Photo object pointing records

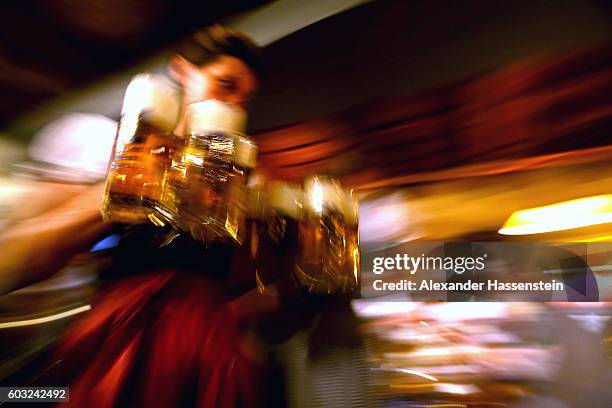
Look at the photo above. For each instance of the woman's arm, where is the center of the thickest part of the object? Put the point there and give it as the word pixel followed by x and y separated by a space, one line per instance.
pixel 35 247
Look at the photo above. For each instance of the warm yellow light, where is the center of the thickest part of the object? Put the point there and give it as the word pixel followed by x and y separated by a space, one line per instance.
pixel 561 216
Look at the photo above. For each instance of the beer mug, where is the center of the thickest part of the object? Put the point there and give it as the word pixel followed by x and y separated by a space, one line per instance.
pixel 205 188
pixel 276 233
pixel 142 151
pixel 328 258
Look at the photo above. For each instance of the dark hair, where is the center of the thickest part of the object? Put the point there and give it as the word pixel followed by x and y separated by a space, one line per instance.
pixel 205 45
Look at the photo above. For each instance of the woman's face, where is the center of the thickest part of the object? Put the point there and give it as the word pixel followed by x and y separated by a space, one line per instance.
pixel 226 78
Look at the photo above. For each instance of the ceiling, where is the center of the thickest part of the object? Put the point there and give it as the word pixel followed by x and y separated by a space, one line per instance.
pixel 48 47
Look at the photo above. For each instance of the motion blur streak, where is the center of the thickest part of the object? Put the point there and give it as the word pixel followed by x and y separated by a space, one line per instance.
pixel 163 339
pixel 46 319
pixel 561 216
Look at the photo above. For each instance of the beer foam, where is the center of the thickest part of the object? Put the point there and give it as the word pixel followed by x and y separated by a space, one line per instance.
pixel 326 192
pixel 155 99
pixel 285 198
pixel 214 115
pixel 246 152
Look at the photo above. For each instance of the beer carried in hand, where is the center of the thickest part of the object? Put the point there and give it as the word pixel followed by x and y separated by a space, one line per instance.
pixel 143 147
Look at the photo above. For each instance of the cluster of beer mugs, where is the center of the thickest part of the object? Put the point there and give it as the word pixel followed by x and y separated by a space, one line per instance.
pixel 196 180
pixel 310 231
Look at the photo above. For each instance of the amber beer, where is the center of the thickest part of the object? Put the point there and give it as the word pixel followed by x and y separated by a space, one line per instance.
pixel 276 234
pixel 143 146
pixel 328 256
pixel 205 190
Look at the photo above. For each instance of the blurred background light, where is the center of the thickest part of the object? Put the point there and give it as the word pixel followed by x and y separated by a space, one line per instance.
pixel 562 216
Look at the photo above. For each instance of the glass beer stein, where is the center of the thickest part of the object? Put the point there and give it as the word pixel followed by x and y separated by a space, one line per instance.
pixel 328 258
pixel 143 147
pixel 205 189
pixel 277 233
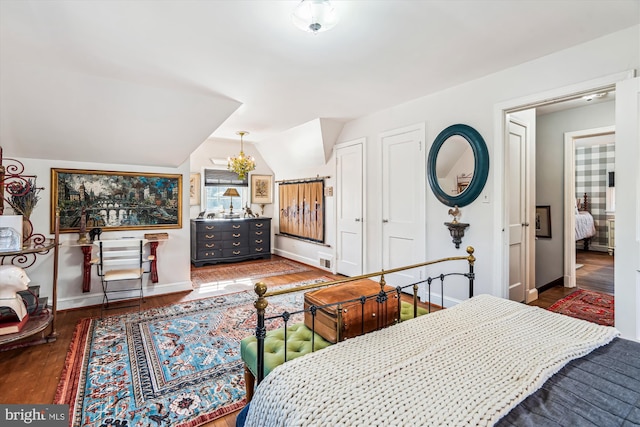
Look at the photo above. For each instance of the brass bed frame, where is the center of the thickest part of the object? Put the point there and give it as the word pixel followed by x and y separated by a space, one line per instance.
pixel 262 293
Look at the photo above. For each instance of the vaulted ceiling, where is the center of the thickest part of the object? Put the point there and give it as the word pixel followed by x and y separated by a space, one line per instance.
pixel 146 82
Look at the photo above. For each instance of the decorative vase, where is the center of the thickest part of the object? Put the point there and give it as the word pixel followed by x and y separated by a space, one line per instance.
pixel 27 232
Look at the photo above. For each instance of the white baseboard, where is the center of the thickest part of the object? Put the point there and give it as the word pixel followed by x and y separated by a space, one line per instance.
pixel 90 299
pixel 304 260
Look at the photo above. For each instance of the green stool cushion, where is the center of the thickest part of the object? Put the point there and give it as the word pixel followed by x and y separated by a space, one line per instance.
pixel 298 343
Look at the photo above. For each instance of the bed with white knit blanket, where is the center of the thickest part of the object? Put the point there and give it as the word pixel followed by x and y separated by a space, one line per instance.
pixel 484 361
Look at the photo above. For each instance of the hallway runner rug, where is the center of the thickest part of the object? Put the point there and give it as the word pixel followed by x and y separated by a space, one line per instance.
pixel 596 307
pixel 177 365
pixel 214 274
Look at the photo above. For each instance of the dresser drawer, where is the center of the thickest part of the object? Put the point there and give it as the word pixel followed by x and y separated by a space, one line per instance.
pixel 260 225
pixel 221 226
pixel 209 253
pixel 234 244
pixel 258 241
pixel 235 235
pixel 259 234
pixel 228 253
pixel 262 249
pixel 209 226
pixel 209 236
pixel 209 244
pixel 214 241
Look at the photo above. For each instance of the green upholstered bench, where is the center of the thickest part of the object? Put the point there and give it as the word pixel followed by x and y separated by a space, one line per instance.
pixel 298 344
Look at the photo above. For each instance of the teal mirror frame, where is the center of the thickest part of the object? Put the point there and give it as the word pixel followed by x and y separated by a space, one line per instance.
pixel 480 159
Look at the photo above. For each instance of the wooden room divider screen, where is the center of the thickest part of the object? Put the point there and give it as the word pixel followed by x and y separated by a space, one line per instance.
pixel 302 209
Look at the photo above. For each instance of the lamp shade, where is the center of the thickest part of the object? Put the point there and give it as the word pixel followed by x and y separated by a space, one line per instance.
pixel 231 192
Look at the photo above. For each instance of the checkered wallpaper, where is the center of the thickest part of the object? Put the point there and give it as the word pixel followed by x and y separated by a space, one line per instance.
pixel 592 165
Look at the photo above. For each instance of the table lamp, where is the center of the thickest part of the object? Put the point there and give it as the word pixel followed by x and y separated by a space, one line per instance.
pixel 231 192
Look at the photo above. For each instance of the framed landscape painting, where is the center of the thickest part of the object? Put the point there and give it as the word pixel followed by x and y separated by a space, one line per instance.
pixel 543 221
pixel 115 200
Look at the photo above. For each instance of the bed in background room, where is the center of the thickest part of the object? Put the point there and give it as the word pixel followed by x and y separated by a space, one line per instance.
pixel 485 361
pixel 585 225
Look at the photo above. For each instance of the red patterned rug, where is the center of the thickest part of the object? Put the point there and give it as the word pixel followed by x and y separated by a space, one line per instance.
pixel 593 306
pixel 215 274
pixel 177 365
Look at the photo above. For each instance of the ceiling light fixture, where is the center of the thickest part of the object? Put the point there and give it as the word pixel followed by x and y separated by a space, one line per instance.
pixel 314 16
pixel 241 164
pixel 593 96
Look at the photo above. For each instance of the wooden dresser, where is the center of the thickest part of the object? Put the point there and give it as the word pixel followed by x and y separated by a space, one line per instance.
pixel 228 240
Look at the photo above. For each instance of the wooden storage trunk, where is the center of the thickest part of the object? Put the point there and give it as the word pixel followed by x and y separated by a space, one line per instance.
pixel 354 320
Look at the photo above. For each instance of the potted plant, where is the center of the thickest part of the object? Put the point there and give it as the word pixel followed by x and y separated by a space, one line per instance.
pixel 23 197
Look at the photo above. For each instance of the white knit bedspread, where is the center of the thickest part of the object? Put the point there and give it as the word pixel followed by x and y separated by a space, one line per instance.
pixel 468 365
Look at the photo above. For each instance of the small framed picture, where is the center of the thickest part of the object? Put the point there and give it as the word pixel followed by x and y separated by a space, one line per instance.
pixel 543 221
pixel 194 189
pixel 261 189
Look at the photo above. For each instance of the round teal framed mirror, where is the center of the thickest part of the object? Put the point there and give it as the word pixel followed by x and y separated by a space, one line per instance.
pixel 458 165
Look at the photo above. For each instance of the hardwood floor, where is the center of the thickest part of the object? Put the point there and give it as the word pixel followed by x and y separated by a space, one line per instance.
pixel 597 271
pixel 596 274
pixel 31 374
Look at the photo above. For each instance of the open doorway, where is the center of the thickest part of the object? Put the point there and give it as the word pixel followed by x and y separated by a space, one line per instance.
pixel 563 113
pixel 589 167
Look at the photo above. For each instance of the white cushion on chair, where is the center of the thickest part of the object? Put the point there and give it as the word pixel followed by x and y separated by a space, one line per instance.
pixel 124 274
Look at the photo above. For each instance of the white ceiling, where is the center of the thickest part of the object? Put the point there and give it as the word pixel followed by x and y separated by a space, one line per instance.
pixel 146 82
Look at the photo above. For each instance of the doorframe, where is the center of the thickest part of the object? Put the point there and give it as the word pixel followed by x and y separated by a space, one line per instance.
pixel 569 276
pixel 529 240
pixel 501 237
pixel 362 141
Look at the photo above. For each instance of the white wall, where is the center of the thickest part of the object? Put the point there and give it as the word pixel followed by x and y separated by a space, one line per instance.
pixel 550 181
pixel 173 254
pixel 222 149
pixel 474 103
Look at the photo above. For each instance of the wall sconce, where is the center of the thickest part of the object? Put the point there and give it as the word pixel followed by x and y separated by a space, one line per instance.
pixel 456 229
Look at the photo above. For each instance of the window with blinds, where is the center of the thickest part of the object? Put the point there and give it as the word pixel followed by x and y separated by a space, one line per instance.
pixel 216 182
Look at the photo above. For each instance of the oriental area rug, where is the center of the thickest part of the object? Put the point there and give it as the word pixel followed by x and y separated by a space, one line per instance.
pixel 218 274
pixel 593 306
pixel 177 365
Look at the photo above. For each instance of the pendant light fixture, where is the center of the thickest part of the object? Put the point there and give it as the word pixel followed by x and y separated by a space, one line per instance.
pixel 314 16
pixel 241 164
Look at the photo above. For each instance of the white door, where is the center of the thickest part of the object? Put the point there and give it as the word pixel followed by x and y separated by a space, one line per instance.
pixel 627 230
pixel 518 202
pixel 349 204
pixel 403 202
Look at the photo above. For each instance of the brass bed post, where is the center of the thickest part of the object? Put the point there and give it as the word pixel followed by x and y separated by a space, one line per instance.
pixel 261 304
pixel 471 260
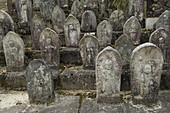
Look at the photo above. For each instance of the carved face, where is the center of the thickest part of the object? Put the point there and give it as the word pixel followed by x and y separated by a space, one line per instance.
pixel 48 41
pixel 147 69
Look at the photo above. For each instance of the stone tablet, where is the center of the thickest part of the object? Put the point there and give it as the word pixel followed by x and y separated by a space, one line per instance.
pixel 161 38
pixel 146 67
pixel 88 22
pixel 117 19
pixel 108 75
pixel 72 31
pixel 58 18
pixel 89 48
pixel 90 4
pixel 132 28
pixel 37 26
pixel 6 25
pixel 36 5
pixel 154 8
pixel 63 3
pixel 14 51
pixel 46 8
pixel 50 47
pixel 164 21
pixel 24 11
pixel 136 8
pixel 77 9
pixel 124 46
pixel 104 33
pixel 40 85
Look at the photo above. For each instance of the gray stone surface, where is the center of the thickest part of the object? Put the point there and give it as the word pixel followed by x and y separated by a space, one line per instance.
pixel 72 31
pixel 108 75
pixel 16 80
pixel 40 85
pixel 36 5
pixel 50 47
pixel 90 4
pixel 70 56
pixel 62 104
pixel 14 51
pixel 63 3
pixel 46 8
pixel 155 8
pixel 77 9
pixel 132 28
pixel 37 26
pixel 58 19
pixel 136 8
pixel 161 38
pixel 164 21
pixel 88 21
pixel 124 46
pixel 146 68
pixel 104 33
pixel 117 19
pixel 150 22
pixel 126 106
pixel 78 79
pixel 89 49
pixel 103 6
pixel 24 11
pixel 6 25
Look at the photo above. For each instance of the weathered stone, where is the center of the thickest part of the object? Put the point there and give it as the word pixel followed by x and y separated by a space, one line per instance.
pixel 117 19
pixel 124 46
pixel 132 28
pixel 88 22
pixel 24 11
pixel 46 8
pixel 104 33
pixel 77 9
pixel 40 85
pixel 150 22
pixel 164 21
pixel 90 4
pixel 70 56
pixel 146 67
pixel 36 5
pixel 89 48
pixel 108 75
pixel 37 26
pixel 58 18
pixel 167 6
pixel 77 79
pixel 14 51
pixel 136 8
pixel 50 47
pixel 103 5
pixel 72 31
pixel 63 3
pixel 161 38
pixel 16 80
pixel 155 8
pixel 6 25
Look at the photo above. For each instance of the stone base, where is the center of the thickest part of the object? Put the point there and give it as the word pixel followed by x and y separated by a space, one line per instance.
pixel 77 79
pixel 16 80
pixel 70 56
pixel 109 100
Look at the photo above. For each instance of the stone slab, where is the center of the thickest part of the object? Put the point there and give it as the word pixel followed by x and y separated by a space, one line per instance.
pixel 150 22
pixel 78 78
pixel 70 56
pixel 91 106
pixel 62 104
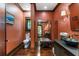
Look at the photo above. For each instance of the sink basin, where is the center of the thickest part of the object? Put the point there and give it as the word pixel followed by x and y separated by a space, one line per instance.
pixel 71 42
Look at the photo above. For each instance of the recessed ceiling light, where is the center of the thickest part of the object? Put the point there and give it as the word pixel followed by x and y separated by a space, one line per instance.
pixel 45 7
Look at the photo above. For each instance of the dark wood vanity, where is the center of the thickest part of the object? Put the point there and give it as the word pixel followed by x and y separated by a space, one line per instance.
pixel 61 49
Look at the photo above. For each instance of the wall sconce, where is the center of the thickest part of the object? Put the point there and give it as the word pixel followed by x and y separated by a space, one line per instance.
pixel 63 13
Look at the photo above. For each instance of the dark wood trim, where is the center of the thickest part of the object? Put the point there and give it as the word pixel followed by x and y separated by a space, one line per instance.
pixel 15 50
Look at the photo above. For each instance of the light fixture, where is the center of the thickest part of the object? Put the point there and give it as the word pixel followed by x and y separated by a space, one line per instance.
pixel 39 20
pixel 45 7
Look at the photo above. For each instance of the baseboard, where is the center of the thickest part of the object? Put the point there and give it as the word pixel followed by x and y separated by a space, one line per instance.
pixel 15 50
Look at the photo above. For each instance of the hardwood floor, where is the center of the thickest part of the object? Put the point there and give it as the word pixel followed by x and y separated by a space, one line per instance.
pixel 26 52
pixel 33 52
pixel 46 52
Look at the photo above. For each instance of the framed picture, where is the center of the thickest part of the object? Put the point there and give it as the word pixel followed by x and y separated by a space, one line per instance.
pixel 9 18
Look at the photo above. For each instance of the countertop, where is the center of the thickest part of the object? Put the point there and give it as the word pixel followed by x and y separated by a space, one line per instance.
pixel 72 50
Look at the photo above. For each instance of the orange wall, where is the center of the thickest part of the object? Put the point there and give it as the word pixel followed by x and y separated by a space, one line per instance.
pixel 63 22
pixel 2 29
pixel 15 33
pixel 74 11
pixel 45 16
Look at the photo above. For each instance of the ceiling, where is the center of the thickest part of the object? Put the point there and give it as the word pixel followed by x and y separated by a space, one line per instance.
pixel 25 6
pixel 39 6
pixel 45 6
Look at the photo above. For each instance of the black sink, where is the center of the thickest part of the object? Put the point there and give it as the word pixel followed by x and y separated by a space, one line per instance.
pixel 71 42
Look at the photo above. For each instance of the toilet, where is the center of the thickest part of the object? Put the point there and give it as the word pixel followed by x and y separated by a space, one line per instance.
pixel 27 40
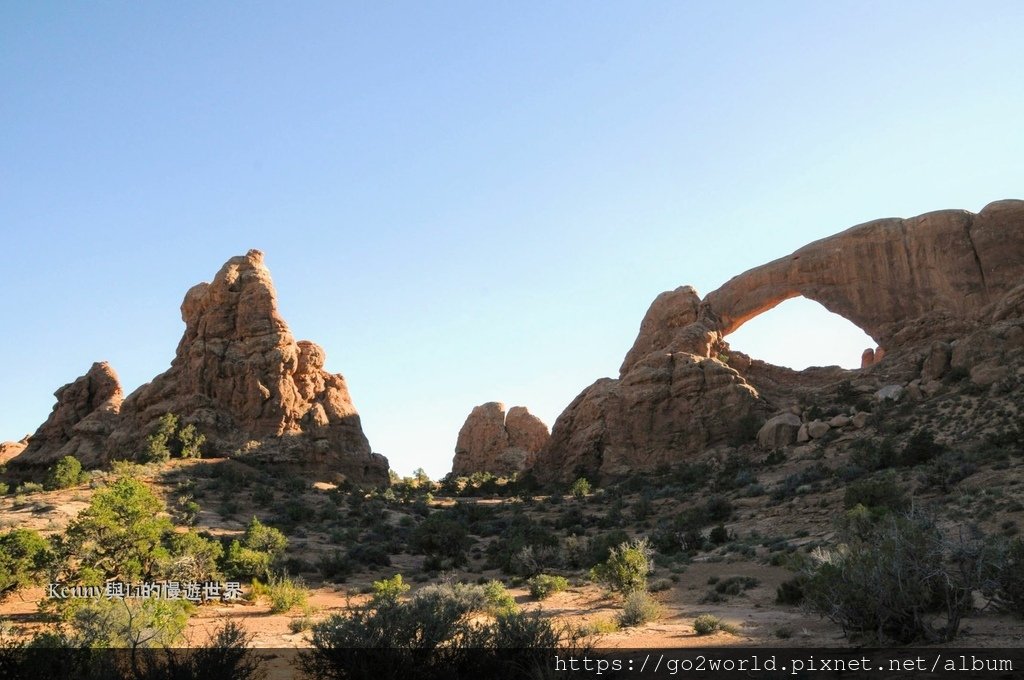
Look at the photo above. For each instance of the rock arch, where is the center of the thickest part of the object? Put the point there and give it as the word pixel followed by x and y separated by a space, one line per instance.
pixel 882 273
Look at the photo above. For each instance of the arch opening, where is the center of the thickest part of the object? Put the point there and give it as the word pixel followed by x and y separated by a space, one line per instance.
pixel 800 333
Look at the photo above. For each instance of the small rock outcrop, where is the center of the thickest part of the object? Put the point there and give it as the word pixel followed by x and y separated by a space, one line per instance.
pixel 239 376
pixel 492 440
pixel 85 415
pixel 9 450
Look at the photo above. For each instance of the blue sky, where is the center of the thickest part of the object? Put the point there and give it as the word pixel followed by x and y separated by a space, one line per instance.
pixel 466 202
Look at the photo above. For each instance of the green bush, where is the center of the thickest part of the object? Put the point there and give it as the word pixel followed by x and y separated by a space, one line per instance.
pixel 639 608
pixel 389 590
pixel 190 441
pixel 260 548
pixel 580 487
pixel 500 600
pixel 65 474
pixel 1005 568
pixel 544 586
pixel 25 554
pixel 890 583
pixel 283 592
pixel 121 534
pixel 881 494
pixel 707 624
pixel 158 444
pixel 791 592
pixel 192 557
pixel 435 633
pixel 627 567
pixel 171 438
pixel 735 585
pixel 441 537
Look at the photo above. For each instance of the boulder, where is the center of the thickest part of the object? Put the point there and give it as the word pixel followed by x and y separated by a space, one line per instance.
pixel 85 414
pixel 9 450
pixel 492 440
pixel 239 376
pixel 779 431
pixel 817 429
pixel 890 392
pixel 937 362
pixel 839 421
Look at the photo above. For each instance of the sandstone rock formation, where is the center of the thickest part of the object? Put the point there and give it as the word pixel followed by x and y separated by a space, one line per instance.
pixel 239 376
pixel 904 282
pixel 492 440
pixel 83 418
pixel 945 265
pixel 9 450
pixel 781 431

WHAT IS ASKED.
Nothing but the lines from the one with "Look at the photo above. For each instance of the blue" through the last line should be repeated, each exactly as it stands.

FINAL ANSWER.
Look at the photo above. For each instance of the blue sky, where is the center of the thickest part of the object? Put the point there and give it as the word pixel followed by x and y separated by a space, one line per instance.
pixel 466 202
Look at the photo above. For each instance of the green bush, where is the center of the thickest part of the object? Put the point there and give it as the word pixel followed by x and y separated by a space, one line per instance.
pixel 639 608
pixel 389 590
pixel 190 441
pixel 260 548
pixel 580 487
pixel 500 600
pixel 65 474
pixel 1005 568
pixel 544 586
pixel 25 554
pixel 890 583
pixel 283 592
pixel 121 534
pixel 881 494
pixel 707 624
pixel 158 444
pixel 791 592
pixel 192 557
pixel 435 633
pixel 627 567
pixel 171 438
pixel 735 585
pixel 441 537
Look at the photo above. For each instance of the boulder, where is the center of the thickest part of the object? Put the point there and give it as the word pixel followed by x and y separated by a space, one line per instance.
pixel 85 414
pixel 9 450
pixel 492 440
pixel 239 376
pixel 779 431
pixel 817 429
pixel 890 392
pixel 937 362
pixel 839 421
Look at the photo above. For each instance of the sandstone rock formation, where is the center of the thickest part of the object? Put the point there and give it as the word pixel followed by x and y separated by a space, one line per instance.
pixel 239 376
pixel 904 282
pixel 492 440
pixel 83 418
pixel 945 265
pixel 9 450
pixel 781 431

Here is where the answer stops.